--- Task statement ---
Transcribe all the entries word for word, omitting any pictures they contain.

--- Data provided ---
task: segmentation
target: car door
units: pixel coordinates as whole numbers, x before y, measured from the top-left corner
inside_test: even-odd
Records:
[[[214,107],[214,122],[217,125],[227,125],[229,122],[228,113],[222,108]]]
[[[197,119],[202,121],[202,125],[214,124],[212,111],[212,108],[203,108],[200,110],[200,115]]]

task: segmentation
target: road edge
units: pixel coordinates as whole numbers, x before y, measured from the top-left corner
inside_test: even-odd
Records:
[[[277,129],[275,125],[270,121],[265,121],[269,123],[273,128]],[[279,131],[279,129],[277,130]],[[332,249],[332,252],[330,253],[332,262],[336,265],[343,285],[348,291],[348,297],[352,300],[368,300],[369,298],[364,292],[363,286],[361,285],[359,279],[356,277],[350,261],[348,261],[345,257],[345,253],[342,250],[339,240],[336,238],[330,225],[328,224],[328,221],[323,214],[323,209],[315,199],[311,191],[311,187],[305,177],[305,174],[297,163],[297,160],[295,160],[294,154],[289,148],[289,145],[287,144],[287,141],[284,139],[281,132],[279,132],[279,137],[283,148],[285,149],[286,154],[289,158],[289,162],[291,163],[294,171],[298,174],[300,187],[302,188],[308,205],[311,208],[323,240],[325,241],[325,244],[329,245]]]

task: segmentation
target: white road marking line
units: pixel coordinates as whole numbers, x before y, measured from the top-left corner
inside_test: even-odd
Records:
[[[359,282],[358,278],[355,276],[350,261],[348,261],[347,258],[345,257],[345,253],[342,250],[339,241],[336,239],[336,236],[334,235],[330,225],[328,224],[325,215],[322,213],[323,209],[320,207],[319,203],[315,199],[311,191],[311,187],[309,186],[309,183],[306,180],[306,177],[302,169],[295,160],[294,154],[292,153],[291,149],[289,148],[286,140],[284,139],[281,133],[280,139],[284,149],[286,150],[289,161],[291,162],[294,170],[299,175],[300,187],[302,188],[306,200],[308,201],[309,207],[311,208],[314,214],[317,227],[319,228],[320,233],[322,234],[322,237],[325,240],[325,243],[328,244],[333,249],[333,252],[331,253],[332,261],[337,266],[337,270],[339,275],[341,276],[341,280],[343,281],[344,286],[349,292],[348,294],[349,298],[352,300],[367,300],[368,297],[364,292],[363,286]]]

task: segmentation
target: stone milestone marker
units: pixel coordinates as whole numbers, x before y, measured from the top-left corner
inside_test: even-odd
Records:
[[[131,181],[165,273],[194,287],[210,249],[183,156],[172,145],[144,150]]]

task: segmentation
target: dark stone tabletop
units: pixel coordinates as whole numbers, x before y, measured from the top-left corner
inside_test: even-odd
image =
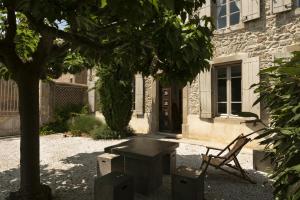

--- Final answer ---
task: segmentation
target: car door
units: pixel coordinates as whole numbers, x before y, measured from the top-left corner
inside_test: even-odd
Records:
[[[214,107],[214,122],[217,125],[227,125],[229,122],[228,113],[222,108]]]
[[[197,119],[202,121],[202,125],[214,124],[212,111],[212,108],[203,108],[200,110],[200,115]]]

task: segmentation
target: road edge
units: pixel coordinates as whole numbers, x before y, measured from the top-left corner
inside_test: even-odd
Records:
[[[277,129],[275,125],[270,121],[265,121],[269,123],[273,128]],[[279,131],[279,129],[277,130]],[[332,249],[332,252],[330,253],[332,262],[336,265],[343,285],[348,291],[348,297],[352,300],[368,300],[369,298],[364,292],[363,286],[361,285],[359,279],[356,277],[350,261],[348,261],[345,257],[345,253],[342,250],[339,240],[336,238],[330,225],[328,224],[328,221],[323,214],[323,209],[315,199],[311,191],[311,187],[305,177],[305,174],[297,163],[297,160],[295,160],[294,154],[289,148],[289,145],[287,144],[287,141],[284,139],[281,132],[279,132],[279,137],[283,148],[285,149],[286,154],[289,158],[289,162],[291,163],[294,171],[298,174],[300,187],[302,188],[308,205],[311,208],[323,240],[325,241],[325,244],[329,245]]]

task: segmentation
target: white road marking line
units: pixel coordinates as whole numbers, x before y, measured from the top-left corner
inside_test: even-odd
Records:
[[[359,282],[358,278],[355,276],[350,261],[348,261],[347,258],[345,257],[345,253],[342,250],[339,241],[336,239],[336,236],[334,235],[330,225],[328,224],[325,215],[322,213],[323,209],[320,207],[319,203],[315,199],[311,191],[311,187],[309,186],[309,183],[306,180],[306,177],[302,169],[295,160],[294,154],[292,153],[291,149],[289,148],[286,140],[284,139],[281,133],[280,139],[284,149],[286,150],[289,161],[291,162],[294,170],[299,175],[300,187],[302,188],[306,200],[308,201],[309,207],[311,208],[314,214],[317,227],[319,228],[320,233],[322,234],[322,237],[325,240],[325,243],[328,244],[333,249],[333,252],[331,253],[332,261],[337,266],[337,270],[339,275],[341,276],[341,280],[343,281],[344,286],[349,292],[348,294],[349,298],[352,300],[367,300],[368,297],[364,292],[363,286]]]

task: segmentation
target: stone milestone marker
units: pixel coordinates as whole numbers, x before y, measured from the top-left corner
inside_test: even-odd
Records:
[[[131,181],[165,273],[194,287],[210,249],[183,156],[172,145],[144,150]]]

task: segmentation
target: dark stone tabletop
units: pixel coordinates as whole numbers, x before y, measured from the top-left corner
inside_test: even-odd
image =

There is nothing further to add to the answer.